### Task goal:
Output the data exactly, with every line intact.

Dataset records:
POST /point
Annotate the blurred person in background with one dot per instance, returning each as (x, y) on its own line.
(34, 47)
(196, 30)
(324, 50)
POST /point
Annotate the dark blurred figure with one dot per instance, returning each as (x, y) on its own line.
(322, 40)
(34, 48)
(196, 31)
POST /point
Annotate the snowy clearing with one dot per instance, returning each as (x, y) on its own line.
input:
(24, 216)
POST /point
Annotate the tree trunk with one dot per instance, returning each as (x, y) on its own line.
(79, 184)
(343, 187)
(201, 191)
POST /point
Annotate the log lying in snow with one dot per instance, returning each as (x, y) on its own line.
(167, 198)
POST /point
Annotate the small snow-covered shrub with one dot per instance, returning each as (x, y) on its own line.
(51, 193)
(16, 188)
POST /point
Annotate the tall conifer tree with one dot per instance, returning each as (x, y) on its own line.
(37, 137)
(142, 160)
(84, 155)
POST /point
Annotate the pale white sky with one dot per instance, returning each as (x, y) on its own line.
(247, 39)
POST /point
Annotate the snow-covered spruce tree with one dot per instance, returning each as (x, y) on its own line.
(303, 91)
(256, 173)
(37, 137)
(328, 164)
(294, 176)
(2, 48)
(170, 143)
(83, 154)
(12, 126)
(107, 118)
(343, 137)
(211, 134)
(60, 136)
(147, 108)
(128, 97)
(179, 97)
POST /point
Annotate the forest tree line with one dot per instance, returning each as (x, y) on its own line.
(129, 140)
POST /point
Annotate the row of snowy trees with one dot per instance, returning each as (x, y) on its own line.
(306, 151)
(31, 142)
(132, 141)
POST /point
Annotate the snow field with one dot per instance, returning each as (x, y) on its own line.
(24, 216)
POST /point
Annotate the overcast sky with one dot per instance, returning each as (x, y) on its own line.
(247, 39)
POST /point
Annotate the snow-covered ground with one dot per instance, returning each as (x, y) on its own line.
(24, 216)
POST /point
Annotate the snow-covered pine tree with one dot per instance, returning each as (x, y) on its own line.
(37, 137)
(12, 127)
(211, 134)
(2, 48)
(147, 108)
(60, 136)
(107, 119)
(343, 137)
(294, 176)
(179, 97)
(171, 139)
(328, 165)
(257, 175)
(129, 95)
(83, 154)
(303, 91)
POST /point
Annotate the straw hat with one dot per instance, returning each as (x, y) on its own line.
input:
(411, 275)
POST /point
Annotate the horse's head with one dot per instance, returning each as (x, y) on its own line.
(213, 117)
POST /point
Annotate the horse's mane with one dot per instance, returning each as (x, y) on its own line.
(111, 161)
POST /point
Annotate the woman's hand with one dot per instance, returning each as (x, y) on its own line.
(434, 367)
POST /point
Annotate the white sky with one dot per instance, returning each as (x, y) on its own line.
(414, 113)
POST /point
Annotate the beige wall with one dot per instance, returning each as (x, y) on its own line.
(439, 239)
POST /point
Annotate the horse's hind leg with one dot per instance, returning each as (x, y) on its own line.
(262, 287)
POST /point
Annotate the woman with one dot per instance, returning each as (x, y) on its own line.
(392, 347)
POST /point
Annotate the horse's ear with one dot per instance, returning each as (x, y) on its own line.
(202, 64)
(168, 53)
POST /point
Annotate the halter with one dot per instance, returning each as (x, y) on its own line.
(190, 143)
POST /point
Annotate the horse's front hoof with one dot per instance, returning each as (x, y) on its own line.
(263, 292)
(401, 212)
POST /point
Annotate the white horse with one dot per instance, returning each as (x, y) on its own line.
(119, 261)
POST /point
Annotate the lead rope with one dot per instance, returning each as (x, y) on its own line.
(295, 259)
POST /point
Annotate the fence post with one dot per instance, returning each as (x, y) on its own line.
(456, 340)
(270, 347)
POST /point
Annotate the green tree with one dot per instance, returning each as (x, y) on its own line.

### Task output:
POST /point
Annotate the blurred person in background with one dot per instance, returning each as (x, y) on its own line.
(34, 47)
(196, 30)
(324, 50)
POST /point
Annotate the dark blurred figure with one dot per instance, returning each as (x, y) on its own line.
(322, 40)
(34, 48)
(196, 31)
POST /point
Annotate the snowy clearing with one dot per instance, returning each as (x, y) on its own line.
input:
(24, 216)
POST /point
Annotate the tree trunk with one dot per instance, returning each as (x, y) on its own line.
(79, 184)
(343, 187)
(201, 191)
POST /point
Annotate the log lying in snow with one dot per instance, returning each as (x, y) on its own line.
(167, 198)
POST /point
Annotate the small snow-covered shrub with one dot per instance, returning each as (x, y) on its own line.
(51, 193)
(16, 188)
POST /point
Annotate the tall conifer tree with one dot per instance, returning each as (x, y) on its own line.
(37, 137)
(142, 160)
(84, 155)
POST /point
Annotate the pale white sky with one dot per instance, returning each as (x, y) on its own line.
(247, 39)
POST /point
Annotate the snow-covered spruce tree with one dot per instance, returning each as (x, y) on its own line.
(303, 91)
(256, 173)
(37, 137)
(328, 164)
(294, 176)
(2, 48)
(170, 143)
(83, 154)
(12, 126)
(107, 118)
(343, 137)
(211, 134)
(60, 136)
(147, 108)
(128, 97)
(179, 97)
POST /point
Annotate the forest tree line with one dot per instance, returning each as (x, y) on its own line.
(129, 140)
POST /point
Annotate the row of snowy trees with one dot per instance, returning each as (x, y) on its own line.
(306, 151)
(31, 142)
(132, 141)
POST /point
Annotate the snow field with one dot per instance, returning each as (x, y) on its own line.
(24, 216)
POST /point
Annotate the overcast sky with one dot per instance, returning each as (x, y) on its own line.
(247, 39)
POST /point
Annotate the snow-covered ground with one dot per instance, returning each as (x, y) on its own line.
(24, 216)
POST /point
Annotate the snow-covered pine tree with one dot per instance, returning each as (x, y) on its own line.
(37, 137)
(12, 127)
(211, 134)
(2, 48)
(147, 108)
(60, 136)
(107, 119)
(343, 137)
(294, 176)
(179, 97)
(171, 139)
(328, 165)
(257, 175)
(129, 95)
(83, 154)
(303, 91)
POST /point
Annotate the straw hat with one dot per instance, returning each as (x, y) on its own line.
input:
(411, 275)
POST /point
Annotate the horse's head with one dot per instance, returning each as (x, y) on its own line.
(213, 117)
POST /point
Annotate the horse's mane with one dot per instance, returning each as (x, y) on its own line.
(111, 161)
POST /point
Annotate the woman's hand with one dot per instance, returning each as (x, y) on its own line.
(434, 367)
POST /point
Annotate the white sky with one dot per instance, returning each as (x, y) on its own line.
(414, 113)
POST /point
Annotate the beige wall with one dot per instance, returning each as (x, y) on its own line.
(439, 239)
POST /point
Annotate the horse's hind leg with one dot per instance, returning each as (x, y) on its own line.
(262, 287)
POST /point
Annotate the woman with one dot per instance, returning each as (x, y) on its own line.
(392, 347)
POST /point
Annotate the horse's ear with one dot per instance, returning each as (x, y) on its own line.
(202, 64)
(168, 53)
POST /point
Annotate the halter with one dot per instance, returning each as (x, y) on its own line.
(190, 143)
POST /point
Annotate the horse's front hoof with one dot per instance, returning each as (x, y) on its own line.
(263, 292)
(401, 212)
POST /point
Annotate the white horse with one dot per instance, returning each as (x, y) on its own line.
(119, 261)
POST /point
Annotate the lead rope with one dot per instance, returning each as (x, y) on its own line.
(295, 259)
POST /point
Annotate the fence post with one dot per instance, returning each as (x, y) on its own line.
(456, 340)
(270, 347)
POST /point
Annotate the green tree with one dot per instance, returning each as (x, y) on its own line.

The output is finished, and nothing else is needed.